#### [Saved data entries]
—————

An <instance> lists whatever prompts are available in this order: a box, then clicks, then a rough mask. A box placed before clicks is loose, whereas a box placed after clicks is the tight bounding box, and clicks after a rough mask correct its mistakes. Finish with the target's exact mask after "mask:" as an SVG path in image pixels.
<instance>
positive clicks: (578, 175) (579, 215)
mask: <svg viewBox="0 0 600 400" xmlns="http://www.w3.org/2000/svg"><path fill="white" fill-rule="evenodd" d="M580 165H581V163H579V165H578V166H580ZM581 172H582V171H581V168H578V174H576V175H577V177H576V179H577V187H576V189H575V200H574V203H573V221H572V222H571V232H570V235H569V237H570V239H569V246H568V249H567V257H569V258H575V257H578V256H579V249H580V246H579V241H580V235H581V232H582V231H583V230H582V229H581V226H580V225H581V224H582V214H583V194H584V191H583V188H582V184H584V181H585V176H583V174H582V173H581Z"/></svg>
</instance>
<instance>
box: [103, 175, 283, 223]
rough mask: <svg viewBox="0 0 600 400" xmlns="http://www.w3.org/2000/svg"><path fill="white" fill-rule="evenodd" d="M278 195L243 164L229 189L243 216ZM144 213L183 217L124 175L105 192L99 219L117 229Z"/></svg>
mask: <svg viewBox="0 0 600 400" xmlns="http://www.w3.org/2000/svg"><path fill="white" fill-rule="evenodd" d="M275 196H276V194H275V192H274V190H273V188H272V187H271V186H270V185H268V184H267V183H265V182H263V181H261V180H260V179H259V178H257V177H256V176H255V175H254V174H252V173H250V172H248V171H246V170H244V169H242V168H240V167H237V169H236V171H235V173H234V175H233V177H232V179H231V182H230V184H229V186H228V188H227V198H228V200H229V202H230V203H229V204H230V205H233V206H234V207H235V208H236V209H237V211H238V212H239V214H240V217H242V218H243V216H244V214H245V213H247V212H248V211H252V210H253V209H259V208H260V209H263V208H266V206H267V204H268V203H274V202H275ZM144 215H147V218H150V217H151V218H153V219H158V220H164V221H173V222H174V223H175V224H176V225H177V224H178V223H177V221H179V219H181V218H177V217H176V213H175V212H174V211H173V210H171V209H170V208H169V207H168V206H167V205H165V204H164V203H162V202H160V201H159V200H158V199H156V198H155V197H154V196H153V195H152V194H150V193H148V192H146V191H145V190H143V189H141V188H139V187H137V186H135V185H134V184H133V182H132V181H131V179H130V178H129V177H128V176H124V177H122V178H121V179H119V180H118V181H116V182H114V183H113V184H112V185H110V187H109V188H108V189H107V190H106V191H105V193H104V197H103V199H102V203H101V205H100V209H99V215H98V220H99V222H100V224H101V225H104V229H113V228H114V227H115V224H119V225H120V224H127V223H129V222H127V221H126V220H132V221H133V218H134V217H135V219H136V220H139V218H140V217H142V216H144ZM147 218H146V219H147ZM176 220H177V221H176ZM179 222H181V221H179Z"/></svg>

—————

Your task is to list each line of the records with the word "instance".

An <instance> lists whatever prompts are available in this order: a box, then clicks, then a rough mask. A box placed before clicks is loose, whereas a box placed after clicks is the tight bounding box, and clicks after a rough mask correct its mistakes. Finish with the target's exact mask after "mask:" as an SVG path in image pixels.
<instance>
</instance>
<instance>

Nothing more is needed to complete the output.